- QUESTIONS:
1. Answer these questions from the article on the sentencing of He Jiankui:
(a) How much was He Jiankui fined?
(b) How long a prison sentence did Zhang Renli receive?
(c) Which university fired He from his position?
2. Extend the article on the sentencing of He Jiankui with a few sentences that pick up after its final sentence.

- SOURCE TEXT:
* * * * * * *
A Chinese court has sentenced the scientist behind the world’s first gene-edited babies, He Jiankui, to three years in prison, saying that the researcher’s team “crossed the bottom line of ethics.” Alongside his prison sentence, The Guardian reports that He was also fined 3 million yuan (around $430,000).
He Jiankui was sentenced alongside two colleagues. Zhang Renli was fined 1 million yuan (around $143,000) and sentenced to two years in prison, while Qin Jinzhou was fined 500,000 yuan (around $71,000) and sentenced to 18-months in prison, with a two-year reprieve.
“The three accused did not have the proper certification to practice medicine, and in seeking fame and wealth, deliberately violated national regulations in scientific research and medical treatment,” the court said in comments that were reported by state news agency Xinhua.
He Jiankui claimed to have helped make the world’s first genetically edited babies — twin girls Lula and Nana — back in November 2018 using the gene-editing tool CRISPR/Cas9. This kind of work is banned in the US and other countries due to the ethical concerns of manipulating human embryos, as well as the risk the work poses to other genes, where it can create unintended side-effects that could be passed on to future generations. The scientific community was fiercely critical of the work, and He was subsequently fired from his university position at the Southern University of Science and Technology in Shenzhen.
* * * * * * *
- DATA SHOWN:
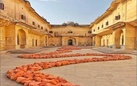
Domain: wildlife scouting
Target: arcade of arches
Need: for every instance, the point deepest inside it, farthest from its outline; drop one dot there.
(31, 30)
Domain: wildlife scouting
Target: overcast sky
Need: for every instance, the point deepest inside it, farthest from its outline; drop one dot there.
(80, 11)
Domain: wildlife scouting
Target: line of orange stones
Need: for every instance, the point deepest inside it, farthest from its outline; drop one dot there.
(28, 75)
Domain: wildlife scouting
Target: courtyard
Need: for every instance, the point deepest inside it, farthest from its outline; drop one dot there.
(104, 73)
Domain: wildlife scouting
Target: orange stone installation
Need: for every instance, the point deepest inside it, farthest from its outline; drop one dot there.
(28, 75)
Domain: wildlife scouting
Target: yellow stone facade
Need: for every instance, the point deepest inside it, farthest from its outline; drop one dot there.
(21, 27)
(117, 27)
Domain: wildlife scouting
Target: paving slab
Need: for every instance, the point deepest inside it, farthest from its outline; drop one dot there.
(110, 73)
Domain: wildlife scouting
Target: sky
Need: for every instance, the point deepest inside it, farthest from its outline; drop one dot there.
(80, 11)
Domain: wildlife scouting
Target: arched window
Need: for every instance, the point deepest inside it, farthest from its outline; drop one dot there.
(70, 31)
(1, 6)
(89, 31)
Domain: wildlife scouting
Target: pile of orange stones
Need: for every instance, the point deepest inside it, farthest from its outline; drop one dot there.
(28, 75)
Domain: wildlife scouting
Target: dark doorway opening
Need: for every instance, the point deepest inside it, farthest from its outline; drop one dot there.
(70, 42)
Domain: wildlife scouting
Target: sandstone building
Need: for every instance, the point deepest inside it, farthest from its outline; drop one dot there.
(21, 27)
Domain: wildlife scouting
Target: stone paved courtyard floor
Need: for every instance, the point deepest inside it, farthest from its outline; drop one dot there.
(109, 73)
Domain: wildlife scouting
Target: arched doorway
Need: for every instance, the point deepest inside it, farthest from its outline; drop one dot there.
(70, 42)
(119, 39)
(21, 38)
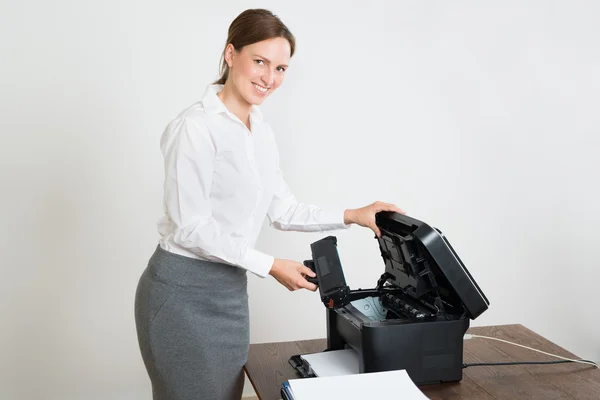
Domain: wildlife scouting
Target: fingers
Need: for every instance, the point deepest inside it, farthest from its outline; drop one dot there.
(382, 206)
(307, 271)
(304, 284)
(376, 230)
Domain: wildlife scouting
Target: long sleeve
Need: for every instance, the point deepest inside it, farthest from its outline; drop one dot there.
(189, 154)
(287, 214)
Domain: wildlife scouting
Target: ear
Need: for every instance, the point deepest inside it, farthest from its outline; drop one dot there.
(229, 54)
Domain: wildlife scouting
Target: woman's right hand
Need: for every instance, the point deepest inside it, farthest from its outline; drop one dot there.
(291, 274)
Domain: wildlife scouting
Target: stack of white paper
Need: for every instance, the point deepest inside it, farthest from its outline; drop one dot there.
(333, 363)
(376, 385)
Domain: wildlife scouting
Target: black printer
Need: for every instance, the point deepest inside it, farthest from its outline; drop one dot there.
(416, 316)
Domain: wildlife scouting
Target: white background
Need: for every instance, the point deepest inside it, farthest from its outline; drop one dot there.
(479, 119)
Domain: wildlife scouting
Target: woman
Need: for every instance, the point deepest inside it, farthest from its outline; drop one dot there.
(222, 178)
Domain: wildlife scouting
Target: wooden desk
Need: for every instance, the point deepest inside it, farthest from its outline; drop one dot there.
(268, 368)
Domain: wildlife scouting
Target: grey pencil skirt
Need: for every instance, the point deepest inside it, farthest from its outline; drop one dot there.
(192, 325)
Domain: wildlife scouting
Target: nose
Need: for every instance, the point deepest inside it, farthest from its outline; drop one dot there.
(268, 78)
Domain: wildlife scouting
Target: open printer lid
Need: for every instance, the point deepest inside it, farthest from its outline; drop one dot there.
(420, 260)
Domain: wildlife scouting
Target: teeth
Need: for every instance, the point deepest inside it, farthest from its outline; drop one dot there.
(260, 88)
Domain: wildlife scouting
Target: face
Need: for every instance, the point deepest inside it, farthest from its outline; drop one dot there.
(258, 69)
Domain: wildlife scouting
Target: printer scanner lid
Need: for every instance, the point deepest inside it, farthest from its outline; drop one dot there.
(420, 260)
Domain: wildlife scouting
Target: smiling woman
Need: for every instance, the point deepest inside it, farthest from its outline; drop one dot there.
(222, 178)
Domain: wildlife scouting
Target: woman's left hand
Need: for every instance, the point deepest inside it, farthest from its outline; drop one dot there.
(365, 216)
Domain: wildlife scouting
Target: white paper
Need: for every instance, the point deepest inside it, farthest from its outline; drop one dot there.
(333, 363)
(375, 385)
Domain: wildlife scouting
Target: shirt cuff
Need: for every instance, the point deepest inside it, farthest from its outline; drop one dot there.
(332, 220)
(256, 262)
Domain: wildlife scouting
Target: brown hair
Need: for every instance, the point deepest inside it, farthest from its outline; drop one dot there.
(252, 26)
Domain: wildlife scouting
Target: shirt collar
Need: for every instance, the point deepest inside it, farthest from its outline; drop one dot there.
(213, 105)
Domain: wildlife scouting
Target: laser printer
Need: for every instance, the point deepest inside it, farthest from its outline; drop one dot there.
(416, 315)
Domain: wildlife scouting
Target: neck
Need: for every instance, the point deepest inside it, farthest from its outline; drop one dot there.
(235, 103)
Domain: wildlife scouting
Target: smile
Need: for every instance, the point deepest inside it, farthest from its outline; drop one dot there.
(260, 88)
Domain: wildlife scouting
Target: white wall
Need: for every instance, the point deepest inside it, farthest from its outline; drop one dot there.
(481, 120)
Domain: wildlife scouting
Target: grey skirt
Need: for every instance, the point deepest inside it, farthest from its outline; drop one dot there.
(192, 325)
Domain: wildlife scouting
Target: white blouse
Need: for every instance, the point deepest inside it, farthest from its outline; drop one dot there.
(221, 179)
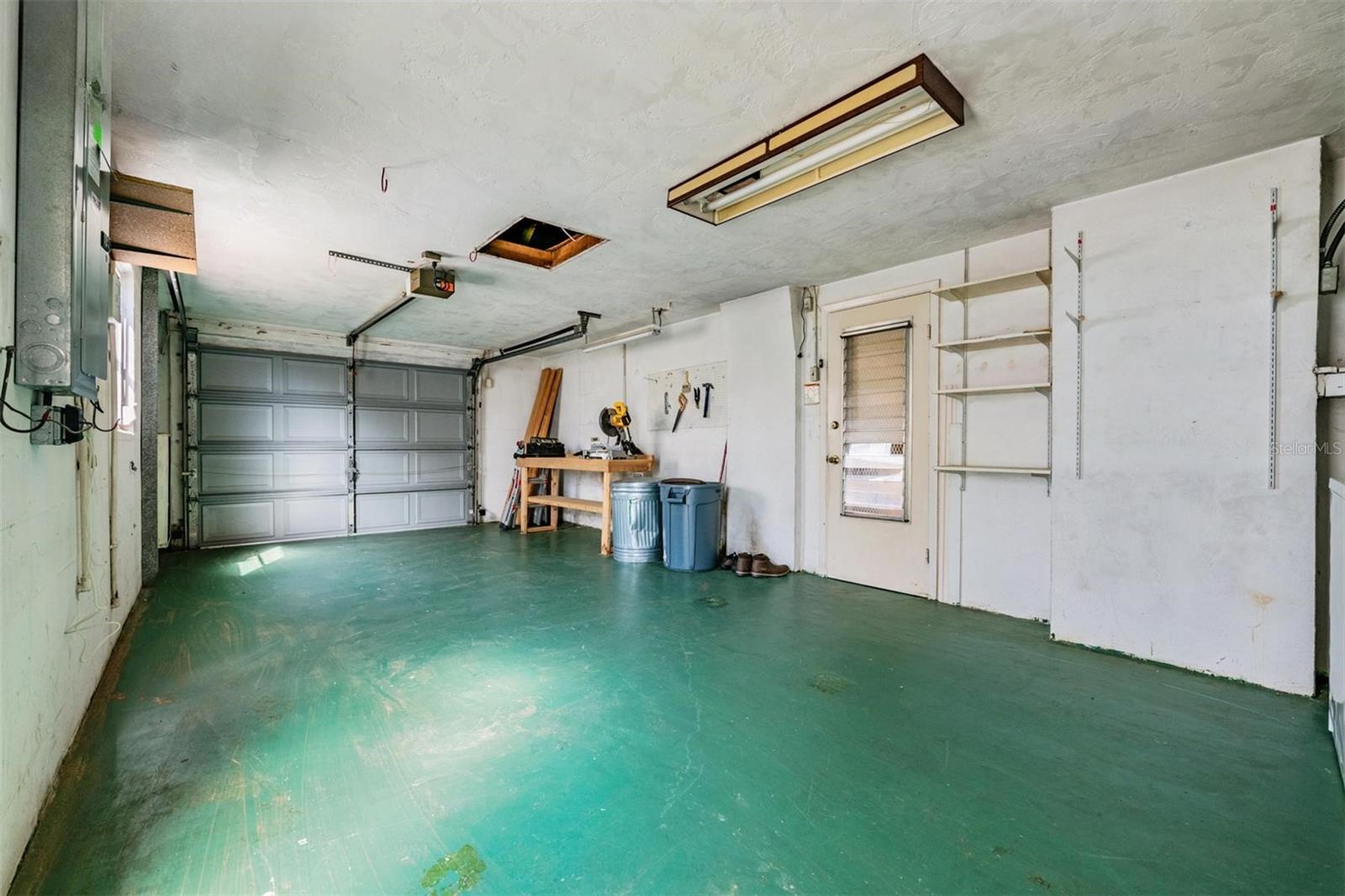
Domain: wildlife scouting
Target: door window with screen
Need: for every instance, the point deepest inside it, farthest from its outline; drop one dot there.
(874, 417)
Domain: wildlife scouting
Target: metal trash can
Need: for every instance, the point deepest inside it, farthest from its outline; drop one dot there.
(690, 524)
(636, 521)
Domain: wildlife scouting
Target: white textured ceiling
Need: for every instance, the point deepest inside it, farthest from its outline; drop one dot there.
(282, 116)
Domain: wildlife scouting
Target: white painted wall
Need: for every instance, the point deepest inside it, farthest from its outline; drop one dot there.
(755, 336)
(993, 537)
(60, 607)
(1331, 412)
(1172, 546)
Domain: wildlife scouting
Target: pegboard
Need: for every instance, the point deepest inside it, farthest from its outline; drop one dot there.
(670, 382)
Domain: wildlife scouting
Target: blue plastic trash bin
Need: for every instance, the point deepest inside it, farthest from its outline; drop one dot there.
(690, 524)
(636, 521)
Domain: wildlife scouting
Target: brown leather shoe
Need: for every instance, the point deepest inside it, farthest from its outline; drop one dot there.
(763, 568)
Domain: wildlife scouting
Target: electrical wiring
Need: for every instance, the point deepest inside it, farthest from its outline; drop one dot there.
(4, 401)
(1336, 242)
(1331, 222)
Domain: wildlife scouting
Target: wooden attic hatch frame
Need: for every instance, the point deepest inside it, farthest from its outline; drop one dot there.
(152, 224)
(535, 242)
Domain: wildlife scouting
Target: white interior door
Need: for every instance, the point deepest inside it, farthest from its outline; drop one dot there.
(878, 445)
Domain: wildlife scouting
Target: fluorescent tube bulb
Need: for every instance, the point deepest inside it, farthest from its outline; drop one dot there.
(813, 161)
(631, 335)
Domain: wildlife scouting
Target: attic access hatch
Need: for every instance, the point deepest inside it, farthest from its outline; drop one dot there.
(540, 244)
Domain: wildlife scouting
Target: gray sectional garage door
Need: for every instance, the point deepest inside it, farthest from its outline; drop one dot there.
* * * * * * *
- RESPONSES PER TASK:
1.
(a) 3 million yuan, around $430,000.
(b) Two years.
(c) The Southern University of Science and Technology in Shenzhen.

2.
Beyond the ethical implications, analysis of He’s work suggests that his efforts may have actually put their health at risk. The experiment aimed to make the babies immune to HIV by altering the CCR5 gene, which is believed to affect resistance to HIV. Although everyone has two copies of each gene (one from each parent), researchers pointed out that He only edited one copy of the gene. One geneticist said there are “all kinds of glitches” with the way the work was carried out, and another said that the babies probably aren’t HIV-resistant as a result.
“The claim they have reproduced the prevalent CCR5 variant is a blatant misrepresentation of the actual data and can only be described by one term: a deliberate falsehood,” Fyodor Urnov, a genome-editing scientist and the University of California, told MIT Technology Review in response to the research.